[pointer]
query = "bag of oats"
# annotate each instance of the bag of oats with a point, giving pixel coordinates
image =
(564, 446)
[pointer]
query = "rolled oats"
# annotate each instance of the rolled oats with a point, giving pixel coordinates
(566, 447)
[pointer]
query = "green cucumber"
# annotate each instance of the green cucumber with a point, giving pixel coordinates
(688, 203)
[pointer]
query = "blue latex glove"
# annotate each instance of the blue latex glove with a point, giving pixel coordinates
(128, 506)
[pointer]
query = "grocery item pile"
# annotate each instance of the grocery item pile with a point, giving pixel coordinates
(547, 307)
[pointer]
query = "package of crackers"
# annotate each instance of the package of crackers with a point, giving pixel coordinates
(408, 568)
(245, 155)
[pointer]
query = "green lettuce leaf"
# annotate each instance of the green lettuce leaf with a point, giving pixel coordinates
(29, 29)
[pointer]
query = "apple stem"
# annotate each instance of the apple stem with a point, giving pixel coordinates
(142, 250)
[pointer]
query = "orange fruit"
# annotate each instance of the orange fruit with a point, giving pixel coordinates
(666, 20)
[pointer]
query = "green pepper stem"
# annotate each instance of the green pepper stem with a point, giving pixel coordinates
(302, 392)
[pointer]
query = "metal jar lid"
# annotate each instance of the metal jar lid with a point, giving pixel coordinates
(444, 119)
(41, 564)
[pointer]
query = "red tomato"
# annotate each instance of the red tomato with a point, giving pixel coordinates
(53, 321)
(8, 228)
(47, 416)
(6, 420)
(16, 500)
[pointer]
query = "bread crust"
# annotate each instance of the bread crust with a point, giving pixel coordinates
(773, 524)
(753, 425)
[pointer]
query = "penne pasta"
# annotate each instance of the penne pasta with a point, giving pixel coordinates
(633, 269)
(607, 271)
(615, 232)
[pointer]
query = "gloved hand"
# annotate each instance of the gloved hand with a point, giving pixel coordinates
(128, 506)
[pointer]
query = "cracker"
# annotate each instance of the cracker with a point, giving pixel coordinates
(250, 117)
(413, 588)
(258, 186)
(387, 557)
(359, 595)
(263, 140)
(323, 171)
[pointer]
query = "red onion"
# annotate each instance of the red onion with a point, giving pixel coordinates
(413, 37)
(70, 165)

Written request:
Return each line from the records above that contains the word "rolled". Copy every such line in full.

Result of the exercise:
query = "rolled oats"
# annotate each instance of the rolled oats with a point, giving pixel coordinates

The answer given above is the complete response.